+++ SOURCE TEXT

Research > New Risk Assessment Model Estimates Probability of Inherited Colorectal Cancer in Patients
Volume 8 Number 1, Published 3-1-2002
Identifying hereditary colon cancer in
an individual or in a family can be life-saving. For patients with colorectal cancer who do not have any particular family history of the disease, the choice whether or not to undergo genetic testing to see if their disease
is hereditary may be problematic. For most, genetic testing isn’t warranted. Yet, half of those patients with the most common form of hereditary colorectal cancer may not have a family history of cancer and don’t know they are at risk.
An Accurate Predictor
Now, cancer researchers at Thomas Jefferson University Hospital have devised an approach they believe
will enable practicing clinicians to determine much more accurately
who is at risk for hereditary nonpolyposis colorectal cancer (HNPCC). HNPCC accounts for about 5 percent of colorectal cancers. This risk assessment approach also tells clinicians when it is appropriate to recommend that a patient has genetic testing for the HNPCC trait.
Researchers, led by Bruce M. Boman, MD, PhD, Director of the Division of Genetic and Preventive Medicine at Jefferson Medical College and Director of the Gastrointestinal Cancer Program at the Kimmel Cancer Center of Thomas Jefferson University, developed a model using the age
of an individual at diagnosis of colorectal cancer as the only criterion to determine his or her risk for HNPCC. Most develop the disease early, typically before age 55.
Dr. Boman presented his work October 4, 2000 at the annual meeting of the American Society of Human Genetics in Philadelphia.

++++++
+++ SUPPLIED MATERIAL

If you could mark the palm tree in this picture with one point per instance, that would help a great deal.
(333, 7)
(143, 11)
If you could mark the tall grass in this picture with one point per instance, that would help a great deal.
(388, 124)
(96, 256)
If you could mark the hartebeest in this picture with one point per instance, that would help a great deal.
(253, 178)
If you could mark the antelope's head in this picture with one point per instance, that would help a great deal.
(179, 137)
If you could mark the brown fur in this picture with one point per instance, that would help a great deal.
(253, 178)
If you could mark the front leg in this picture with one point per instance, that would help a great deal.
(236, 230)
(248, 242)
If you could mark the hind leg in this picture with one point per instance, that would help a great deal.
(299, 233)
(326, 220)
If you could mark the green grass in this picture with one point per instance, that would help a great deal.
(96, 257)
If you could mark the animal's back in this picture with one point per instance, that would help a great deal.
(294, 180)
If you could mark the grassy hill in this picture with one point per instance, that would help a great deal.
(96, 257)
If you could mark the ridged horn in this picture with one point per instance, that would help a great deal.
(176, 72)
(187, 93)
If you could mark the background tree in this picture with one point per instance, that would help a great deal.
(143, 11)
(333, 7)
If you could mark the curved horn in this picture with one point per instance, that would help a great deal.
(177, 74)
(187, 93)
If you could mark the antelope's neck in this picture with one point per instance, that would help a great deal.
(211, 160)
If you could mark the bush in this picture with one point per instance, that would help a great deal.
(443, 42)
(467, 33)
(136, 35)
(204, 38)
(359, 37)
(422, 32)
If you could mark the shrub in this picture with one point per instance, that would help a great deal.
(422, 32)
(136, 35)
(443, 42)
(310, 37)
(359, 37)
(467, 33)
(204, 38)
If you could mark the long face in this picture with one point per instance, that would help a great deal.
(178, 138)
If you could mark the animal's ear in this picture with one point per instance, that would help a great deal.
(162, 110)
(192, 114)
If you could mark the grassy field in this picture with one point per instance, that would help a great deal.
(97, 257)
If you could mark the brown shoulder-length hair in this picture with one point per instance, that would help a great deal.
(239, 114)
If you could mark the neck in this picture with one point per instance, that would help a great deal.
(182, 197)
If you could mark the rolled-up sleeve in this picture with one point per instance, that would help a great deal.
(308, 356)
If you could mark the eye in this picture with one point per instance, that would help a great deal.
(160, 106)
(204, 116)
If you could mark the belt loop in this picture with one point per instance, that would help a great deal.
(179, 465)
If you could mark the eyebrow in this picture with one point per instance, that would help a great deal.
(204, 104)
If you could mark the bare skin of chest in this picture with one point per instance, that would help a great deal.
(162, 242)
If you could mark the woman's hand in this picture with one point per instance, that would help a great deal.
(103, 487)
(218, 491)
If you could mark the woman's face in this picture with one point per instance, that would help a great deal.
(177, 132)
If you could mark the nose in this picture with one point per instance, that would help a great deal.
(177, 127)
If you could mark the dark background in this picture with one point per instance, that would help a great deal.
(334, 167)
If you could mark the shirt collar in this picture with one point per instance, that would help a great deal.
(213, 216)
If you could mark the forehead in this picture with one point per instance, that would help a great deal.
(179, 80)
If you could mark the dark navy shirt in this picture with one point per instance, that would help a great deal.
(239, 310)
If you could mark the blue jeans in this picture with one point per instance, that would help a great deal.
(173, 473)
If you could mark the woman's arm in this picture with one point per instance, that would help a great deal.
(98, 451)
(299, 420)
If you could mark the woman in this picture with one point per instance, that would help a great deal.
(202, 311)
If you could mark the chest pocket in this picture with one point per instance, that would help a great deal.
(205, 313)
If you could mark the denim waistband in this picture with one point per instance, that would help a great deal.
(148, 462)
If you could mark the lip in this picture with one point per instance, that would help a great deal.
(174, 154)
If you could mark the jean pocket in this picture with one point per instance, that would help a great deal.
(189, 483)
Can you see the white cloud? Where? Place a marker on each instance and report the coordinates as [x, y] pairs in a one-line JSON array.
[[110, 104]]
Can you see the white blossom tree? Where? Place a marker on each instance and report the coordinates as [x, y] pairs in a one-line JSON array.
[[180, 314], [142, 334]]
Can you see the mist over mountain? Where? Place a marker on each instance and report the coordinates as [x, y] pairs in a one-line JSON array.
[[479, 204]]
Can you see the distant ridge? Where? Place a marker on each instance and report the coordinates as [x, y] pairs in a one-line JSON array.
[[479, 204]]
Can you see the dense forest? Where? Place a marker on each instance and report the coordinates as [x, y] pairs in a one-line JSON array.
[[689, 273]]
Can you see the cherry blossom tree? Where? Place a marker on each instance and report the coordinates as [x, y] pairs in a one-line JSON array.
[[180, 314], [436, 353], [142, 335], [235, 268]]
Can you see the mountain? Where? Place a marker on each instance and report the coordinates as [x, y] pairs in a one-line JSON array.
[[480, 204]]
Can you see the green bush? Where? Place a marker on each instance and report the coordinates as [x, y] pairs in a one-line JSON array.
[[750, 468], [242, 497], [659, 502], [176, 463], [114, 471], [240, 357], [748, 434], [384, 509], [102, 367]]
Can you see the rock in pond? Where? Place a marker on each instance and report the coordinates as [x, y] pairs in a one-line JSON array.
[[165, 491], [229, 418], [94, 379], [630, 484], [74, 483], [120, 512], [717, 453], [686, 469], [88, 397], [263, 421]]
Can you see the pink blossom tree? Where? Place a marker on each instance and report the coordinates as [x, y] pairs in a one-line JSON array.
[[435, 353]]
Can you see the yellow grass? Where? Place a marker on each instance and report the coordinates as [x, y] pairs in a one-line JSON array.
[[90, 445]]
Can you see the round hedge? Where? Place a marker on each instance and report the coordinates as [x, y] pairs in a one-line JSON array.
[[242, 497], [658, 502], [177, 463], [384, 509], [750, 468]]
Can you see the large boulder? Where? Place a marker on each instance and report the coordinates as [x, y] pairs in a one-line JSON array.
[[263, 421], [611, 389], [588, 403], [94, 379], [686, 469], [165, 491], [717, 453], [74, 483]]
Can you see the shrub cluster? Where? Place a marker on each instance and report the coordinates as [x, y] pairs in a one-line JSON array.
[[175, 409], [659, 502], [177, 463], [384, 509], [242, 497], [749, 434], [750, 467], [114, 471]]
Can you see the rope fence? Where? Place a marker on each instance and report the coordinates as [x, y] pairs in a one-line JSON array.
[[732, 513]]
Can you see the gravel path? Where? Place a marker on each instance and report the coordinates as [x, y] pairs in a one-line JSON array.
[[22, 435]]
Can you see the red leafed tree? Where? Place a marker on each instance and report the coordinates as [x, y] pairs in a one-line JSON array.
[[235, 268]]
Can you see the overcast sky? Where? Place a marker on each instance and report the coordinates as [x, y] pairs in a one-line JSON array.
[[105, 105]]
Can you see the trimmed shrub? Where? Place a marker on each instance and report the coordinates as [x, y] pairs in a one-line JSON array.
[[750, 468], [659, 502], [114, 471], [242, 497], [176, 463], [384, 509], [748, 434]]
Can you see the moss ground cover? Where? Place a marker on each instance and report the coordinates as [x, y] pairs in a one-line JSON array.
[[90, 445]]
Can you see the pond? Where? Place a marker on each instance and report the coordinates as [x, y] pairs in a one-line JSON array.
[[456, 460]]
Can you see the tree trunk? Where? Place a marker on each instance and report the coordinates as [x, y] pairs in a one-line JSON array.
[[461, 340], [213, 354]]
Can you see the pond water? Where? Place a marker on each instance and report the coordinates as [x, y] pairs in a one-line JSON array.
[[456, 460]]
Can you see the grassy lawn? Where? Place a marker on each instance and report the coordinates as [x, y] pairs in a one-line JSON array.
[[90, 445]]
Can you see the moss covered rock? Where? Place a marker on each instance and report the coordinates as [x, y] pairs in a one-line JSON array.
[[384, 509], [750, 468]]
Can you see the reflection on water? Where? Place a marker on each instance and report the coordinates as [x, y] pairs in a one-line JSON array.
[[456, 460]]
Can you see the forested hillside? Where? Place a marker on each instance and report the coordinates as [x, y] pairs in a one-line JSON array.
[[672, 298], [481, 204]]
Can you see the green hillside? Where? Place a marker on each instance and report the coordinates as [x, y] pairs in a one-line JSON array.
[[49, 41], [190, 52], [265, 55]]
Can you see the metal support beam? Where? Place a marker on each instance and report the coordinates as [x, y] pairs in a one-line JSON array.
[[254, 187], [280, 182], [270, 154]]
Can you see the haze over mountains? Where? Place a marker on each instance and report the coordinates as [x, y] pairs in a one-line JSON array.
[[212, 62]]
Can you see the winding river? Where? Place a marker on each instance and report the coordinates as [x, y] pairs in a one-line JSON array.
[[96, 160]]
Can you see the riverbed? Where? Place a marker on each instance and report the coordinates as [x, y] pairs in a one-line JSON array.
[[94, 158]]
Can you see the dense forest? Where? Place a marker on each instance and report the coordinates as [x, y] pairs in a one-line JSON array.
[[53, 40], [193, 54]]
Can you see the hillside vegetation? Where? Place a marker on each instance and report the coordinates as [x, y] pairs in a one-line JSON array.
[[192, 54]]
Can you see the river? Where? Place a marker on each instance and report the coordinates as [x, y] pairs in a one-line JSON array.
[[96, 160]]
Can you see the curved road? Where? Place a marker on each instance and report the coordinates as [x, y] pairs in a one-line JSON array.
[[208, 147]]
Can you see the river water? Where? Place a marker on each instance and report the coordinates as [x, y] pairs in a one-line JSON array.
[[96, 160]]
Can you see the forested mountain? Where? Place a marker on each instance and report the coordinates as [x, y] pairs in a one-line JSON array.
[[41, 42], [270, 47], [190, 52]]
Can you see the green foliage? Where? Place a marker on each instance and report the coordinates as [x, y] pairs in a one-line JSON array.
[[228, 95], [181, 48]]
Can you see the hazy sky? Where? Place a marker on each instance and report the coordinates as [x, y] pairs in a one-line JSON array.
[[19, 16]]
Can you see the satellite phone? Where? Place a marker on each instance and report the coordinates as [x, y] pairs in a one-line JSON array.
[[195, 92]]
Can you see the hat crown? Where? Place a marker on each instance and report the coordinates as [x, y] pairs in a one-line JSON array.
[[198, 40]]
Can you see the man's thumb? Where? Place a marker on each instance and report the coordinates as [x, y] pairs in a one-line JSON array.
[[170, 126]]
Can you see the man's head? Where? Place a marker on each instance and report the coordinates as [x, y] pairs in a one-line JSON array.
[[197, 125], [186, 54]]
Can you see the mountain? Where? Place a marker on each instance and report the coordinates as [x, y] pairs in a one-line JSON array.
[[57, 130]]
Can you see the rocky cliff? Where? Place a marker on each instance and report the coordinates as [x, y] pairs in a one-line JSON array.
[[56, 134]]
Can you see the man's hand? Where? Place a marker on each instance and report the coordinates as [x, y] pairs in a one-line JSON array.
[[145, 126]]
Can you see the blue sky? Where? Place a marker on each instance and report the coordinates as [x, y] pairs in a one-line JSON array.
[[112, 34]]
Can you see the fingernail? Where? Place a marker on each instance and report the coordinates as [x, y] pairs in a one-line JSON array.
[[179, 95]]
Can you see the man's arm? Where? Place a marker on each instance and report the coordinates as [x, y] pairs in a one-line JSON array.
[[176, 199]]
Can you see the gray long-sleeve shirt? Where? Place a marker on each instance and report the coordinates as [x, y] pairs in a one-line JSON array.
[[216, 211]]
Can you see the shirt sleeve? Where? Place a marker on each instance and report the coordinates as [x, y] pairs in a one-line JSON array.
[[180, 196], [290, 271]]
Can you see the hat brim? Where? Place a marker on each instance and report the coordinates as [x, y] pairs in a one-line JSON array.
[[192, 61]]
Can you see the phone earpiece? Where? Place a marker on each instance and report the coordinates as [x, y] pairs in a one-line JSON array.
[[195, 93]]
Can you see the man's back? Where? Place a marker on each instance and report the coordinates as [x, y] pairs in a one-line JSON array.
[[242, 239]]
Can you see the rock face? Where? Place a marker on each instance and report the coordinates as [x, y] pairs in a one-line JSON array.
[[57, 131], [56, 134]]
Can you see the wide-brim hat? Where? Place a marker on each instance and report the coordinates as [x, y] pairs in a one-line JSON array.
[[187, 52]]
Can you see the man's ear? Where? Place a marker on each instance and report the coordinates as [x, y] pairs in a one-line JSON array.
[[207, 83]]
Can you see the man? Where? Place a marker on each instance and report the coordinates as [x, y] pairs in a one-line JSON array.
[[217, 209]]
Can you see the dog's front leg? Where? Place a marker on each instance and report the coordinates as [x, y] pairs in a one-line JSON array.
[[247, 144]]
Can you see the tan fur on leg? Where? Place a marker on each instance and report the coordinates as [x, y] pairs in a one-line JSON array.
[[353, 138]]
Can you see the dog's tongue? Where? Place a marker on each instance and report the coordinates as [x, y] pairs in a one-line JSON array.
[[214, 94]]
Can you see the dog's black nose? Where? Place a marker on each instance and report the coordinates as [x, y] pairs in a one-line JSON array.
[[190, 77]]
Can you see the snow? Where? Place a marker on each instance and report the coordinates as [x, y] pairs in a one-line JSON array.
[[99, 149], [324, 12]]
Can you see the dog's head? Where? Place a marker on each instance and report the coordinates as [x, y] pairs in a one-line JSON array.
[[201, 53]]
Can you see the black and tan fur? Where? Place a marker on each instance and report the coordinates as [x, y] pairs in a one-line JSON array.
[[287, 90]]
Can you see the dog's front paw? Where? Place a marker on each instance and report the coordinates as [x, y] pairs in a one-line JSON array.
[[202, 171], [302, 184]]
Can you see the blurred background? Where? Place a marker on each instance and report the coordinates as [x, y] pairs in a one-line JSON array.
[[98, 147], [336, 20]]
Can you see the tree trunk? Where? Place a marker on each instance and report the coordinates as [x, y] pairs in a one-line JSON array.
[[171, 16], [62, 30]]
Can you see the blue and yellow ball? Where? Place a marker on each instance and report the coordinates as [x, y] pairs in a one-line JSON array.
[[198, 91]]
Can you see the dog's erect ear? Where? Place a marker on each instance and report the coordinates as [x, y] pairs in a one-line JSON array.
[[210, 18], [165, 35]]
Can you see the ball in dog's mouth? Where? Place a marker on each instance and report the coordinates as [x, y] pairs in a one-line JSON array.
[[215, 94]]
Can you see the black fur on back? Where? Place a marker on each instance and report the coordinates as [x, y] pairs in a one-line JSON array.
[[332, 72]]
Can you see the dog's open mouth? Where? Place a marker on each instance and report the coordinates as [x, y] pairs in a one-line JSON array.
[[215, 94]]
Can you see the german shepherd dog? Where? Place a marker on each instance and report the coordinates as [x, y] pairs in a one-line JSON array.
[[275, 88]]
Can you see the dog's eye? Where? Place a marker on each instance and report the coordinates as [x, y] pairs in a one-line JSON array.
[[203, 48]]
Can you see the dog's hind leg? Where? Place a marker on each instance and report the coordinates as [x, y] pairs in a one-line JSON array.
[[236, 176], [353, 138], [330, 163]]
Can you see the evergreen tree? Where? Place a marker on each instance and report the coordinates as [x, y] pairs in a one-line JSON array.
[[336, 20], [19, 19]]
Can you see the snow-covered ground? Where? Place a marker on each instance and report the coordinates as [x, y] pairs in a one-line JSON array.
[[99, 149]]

++++++

> TRY IT
Echo the part of the colorectal cancer text between "Researchers, led by" and "before age 55.", inclusive. The records have no connection to the text about the colorectal cancer risk model.

> WRITTEN SOLUTION
Researchers, led by Bruce M. Boman, MD, PhD, Director of the Division of Genetic and Preventive Medicine at Jefferson Medical College and Director of the Gastrointestinal Cancer Program at the Kimmel Cancer Center of Thomas Jefferson University, developed a model using the age
of an individual at diagnosis of colorectal cancer as the only criterion to determine his or her risk for HNPCC. Most develop the disease early, typically before age 55.